▸ Work to complete:
Pick out every line in the rows below that contains the word "curtain" and copy each of those lines in full.
--- begin Information shown ---
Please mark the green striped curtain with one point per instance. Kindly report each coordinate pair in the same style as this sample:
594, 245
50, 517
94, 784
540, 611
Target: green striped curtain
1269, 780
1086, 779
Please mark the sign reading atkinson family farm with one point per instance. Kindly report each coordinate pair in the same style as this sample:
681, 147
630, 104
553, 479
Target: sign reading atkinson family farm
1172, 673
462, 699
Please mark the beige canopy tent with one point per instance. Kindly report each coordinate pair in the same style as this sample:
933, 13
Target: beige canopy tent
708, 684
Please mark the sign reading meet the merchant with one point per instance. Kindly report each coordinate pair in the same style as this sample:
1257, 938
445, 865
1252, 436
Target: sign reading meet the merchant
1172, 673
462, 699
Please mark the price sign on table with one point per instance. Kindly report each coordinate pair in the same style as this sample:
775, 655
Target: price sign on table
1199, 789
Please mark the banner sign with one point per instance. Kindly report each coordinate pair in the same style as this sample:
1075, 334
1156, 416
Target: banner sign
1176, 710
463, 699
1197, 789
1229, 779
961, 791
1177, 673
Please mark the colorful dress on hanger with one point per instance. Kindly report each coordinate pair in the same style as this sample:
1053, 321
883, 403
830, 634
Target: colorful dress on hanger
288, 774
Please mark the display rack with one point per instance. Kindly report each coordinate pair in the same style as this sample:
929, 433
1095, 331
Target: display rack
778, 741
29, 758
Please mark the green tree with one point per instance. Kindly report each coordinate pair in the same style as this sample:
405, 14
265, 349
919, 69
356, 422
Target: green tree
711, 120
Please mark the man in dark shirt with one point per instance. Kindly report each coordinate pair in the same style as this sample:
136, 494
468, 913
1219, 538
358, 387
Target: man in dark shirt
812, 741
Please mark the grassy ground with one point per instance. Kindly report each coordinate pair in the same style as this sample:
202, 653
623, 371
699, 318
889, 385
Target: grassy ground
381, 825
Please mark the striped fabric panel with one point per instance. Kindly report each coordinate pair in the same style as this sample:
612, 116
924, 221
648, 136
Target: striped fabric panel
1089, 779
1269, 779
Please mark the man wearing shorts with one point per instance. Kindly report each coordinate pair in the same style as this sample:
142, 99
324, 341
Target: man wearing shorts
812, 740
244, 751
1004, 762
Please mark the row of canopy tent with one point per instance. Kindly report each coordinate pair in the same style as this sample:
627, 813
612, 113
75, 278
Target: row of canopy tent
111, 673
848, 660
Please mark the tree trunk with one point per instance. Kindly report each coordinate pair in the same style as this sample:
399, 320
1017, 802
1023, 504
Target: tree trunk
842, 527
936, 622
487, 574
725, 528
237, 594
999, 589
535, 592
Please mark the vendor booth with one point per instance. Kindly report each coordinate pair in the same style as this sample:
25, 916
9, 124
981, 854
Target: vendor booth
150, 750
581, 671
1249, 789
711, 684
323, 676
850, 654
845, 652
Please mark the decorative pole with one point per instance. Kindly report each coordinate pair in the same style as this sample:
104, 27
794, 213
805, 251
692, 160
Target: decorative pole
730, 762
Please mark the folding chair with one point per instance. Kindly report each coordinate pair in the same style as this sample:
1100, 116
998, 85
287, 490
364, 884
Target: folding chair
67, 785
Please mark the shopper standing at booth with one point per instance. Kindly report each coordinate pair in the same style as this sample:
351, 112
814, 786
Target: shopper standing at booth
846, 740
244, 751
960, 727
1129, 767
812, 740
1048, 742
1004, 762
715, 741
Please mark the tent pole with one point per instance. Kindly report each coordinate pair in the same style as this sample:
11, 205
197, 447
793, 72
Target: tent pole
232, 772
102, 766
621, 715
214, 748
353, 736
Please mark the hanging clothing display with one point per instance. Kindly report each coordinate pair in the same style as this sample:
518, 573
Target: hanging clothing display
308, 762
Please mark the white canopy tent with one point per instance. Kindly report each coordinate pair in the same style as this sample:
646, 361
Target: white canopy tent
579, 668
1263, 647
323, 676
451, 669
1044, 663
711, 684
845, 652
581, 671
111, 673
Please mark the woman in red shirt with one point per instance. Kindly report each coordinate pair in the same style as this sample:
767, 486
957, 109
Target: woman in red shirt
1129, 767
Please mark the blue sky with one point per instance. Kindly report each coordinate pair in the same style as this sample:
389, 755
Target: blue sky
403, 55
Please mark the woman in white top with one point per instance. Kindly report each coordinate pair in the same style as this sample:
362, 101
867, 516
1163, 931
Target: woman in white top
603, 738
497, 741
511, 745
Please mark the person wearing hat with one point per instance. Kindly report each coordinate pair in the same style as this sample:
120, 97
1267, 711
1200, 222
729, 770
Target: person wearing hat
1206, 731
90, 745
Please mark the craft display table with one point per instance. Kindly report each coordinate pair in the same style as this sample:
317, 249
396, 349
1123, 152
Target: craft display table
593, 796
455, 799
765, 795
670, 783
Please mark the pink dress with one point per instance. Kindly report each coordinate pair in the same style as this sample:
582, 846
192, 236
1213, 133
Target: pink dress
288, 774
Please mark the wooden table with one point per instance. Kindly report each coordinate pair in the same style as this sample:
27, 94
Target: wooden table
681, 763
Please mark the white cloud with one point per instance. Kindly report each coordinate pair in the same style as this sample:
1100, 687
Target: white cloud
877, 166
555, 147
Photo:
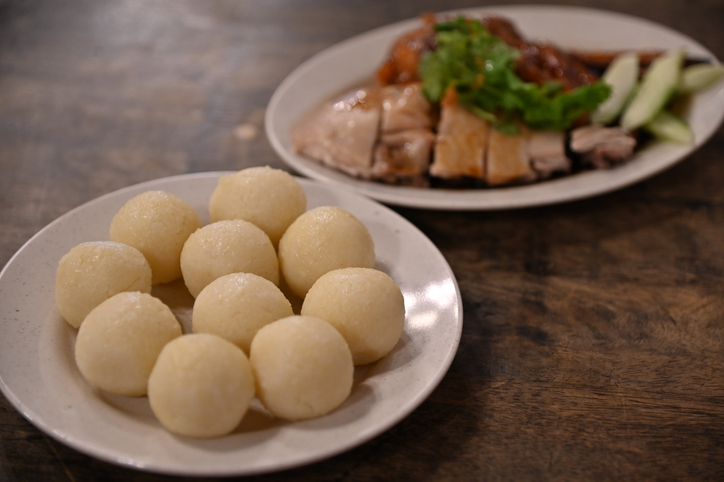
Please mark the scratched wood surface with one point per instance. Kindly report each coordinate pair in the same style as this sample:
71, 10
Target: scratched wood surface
593, 341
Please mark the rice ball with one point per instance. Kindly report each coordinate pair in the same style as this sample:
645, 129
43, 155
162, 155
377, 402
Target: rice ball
320, 240
92, 272
365, 305
302, 367
201, 386
270, 198
157, 223
237, 305
226, 247
119, 341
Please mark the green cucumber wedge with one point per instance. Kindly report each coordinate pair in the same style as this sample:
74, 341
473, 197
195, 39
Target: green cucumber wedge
670, 127
698, 77
659, 83
621, 75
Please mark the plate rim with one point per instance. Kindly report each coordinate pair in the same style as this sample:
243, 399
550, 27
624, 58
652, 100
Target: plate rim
484, 199
40, 422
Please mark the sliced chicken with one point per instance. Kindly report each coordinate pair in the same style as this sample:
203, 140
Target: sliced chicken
547, 151
508, 159
462, 141
403, 157
342, 133
602, 147
404, 106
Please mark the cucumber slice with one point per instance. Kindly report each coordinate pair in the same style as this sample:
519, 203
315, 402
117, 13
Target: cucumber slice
621, 76
670, 127
659, 82
700, 76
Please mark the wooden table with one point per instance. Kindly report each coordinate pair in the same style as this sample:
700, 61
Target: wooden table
593, 340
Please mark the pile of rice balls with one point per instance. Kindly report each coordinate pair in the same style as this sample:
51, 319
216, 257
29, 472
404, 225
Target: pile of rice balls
246, 341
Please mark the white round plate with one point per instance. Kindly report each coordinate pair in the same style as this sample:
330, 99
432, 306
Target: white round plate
39, 377
354, 61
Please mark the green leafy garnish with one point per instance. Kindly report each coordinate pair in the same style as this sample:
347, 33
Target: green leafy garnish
481, 69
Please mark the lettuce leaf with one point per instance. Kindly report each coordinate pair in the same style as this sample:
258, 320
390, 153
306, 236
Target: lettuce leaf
481, 69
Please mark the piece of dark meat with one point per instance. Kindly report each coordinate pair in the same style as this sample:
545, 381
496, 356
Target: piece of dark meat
602, 147
404, 59
541, 62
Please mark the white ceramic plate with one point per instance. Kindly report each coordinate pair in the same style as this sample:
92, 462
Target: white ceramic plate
39, 377
354, 61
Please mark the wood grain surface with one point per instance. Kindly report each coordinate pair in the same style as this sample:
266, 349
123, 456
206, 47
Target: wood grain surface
593, 340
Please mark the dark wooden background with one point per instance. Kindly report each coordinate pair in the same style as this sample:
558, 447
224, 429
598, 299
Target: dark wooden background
593, 341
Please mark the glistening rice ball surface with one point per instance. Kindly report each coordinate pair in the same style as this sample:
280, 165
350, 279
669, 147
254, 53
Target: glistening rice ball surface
237, 305
226, 247
119, 341
321, 240
302, 366
270, 198
92, 272
157, 223
201, 386
365, 305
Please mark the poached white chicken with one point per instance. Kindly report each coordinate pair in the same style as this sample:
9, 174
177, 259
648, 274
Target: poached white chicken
389, 132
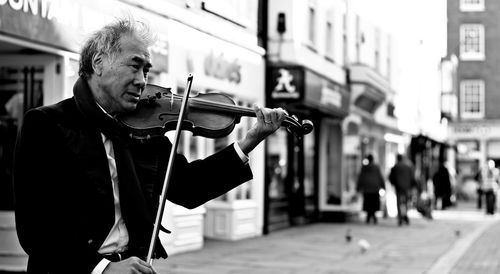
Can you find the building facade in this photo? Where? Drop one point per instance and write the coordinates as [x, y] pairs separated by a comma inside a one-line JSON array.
[[471, 79], [306, 75], [372, 126]]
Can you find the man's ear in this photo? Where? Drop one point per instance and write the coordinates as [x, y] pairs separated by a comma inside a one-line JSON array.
[[97, 64]]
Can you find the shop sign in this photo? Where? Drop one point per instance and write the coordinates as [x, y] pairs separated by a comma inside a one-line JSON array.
[[219, 67], [472, 129], [326, 95], [54, 22], [331, 96], [287, 83]]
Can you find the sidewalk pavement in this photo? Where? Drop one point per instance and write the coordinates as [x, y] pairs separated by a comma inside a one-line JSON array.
[[426, 246]]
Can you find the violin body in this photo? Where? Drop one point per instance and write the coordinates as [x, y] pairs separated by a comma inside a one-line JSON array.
[[156, 114], [211, 115]]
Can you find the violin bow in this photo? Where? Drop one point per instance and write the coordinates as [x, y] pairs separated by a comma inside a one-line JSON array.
[[163, 197]]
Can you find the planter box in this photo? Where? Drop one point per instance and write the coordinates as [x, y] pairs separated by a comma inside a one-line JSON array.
[[231, 221]]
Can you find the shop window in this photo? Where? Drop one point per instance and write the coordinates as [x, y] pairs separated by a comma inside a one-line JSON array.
[[329, 40], [21, 88], [277, 163], [244, 191], [472, 99], [472, 42], [311, 31], [472, 5]]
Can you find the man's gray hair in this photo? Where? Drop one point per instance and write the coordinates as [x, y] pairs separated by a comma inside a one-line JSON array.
[[106, 41]]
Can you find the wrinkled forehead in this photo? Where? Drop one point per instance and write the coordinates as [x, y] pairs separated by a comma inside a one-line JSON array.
[[135, 48]]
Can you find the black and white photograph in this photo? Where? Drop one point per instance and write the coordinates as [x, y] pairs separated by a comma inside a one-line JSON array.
[[249, 136]]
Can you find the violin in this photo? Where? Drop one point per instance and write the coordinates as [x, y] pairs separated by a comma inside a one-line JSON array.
[[211, 115]]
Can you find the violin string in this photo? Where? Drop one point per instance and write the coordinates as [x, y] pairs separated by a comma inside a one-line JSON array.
[[232, 108], [222, 106]]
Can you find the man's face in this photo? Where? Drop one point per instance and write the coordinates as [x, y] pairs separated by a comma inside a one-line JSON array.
[[123, 77]]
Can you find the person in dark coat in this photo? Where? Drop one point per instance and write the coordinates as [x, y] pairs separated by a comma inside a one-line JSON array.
[[442, 186], [402, 177], [370, 182], [86, 194]]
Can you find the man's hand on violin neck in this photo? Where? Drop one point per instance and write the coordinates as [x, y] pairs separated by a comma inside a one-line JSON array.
[[268, 121], [130, 265]]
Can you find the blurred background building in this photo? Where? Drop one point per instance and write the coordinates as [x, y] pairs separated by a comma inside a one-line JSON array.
[[470, 92]]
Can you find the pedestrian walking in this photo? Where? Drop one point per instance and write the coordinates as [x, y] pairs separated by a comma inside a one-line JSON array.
[[402, 177], [370, 182], [86, 194], [489, 186], [442, 187]]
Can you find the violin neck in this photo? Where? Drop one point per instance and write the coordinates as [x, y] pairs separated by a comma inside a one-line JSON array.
[[224, 108]]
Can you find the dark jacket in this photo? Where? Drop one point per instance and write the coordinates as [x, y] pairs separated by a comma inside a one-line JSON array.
[[64, 198], [370, 179], [402, 177]]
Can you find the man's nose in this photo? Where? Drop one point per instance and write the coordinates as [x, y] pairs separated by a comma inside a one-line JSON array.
[[140, 80]]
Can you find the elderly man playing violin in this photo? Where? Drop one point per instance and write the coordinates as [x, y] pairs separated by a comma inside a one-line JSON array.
[[86, 193]]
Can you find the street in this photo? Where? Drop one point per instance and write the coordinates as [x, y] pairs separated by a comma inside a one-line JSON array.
[[426, 246]]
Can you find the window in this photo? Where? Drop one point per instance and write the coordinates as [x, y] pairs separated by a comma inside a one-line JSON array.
[[472, 42], [312, 28], [472, 99], [329, 40], [471, 5]]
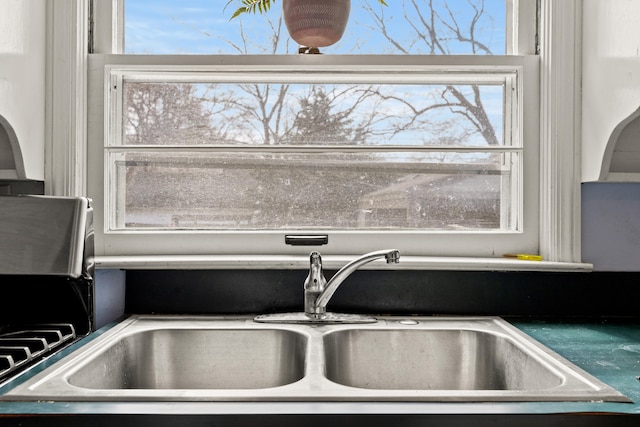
--- end Information shown ---
▸ Written solution:
Please mark the green striped curtain with one point per instance. Kindly report each coordinate pair in the same style as this sample:
Target: green striped curtain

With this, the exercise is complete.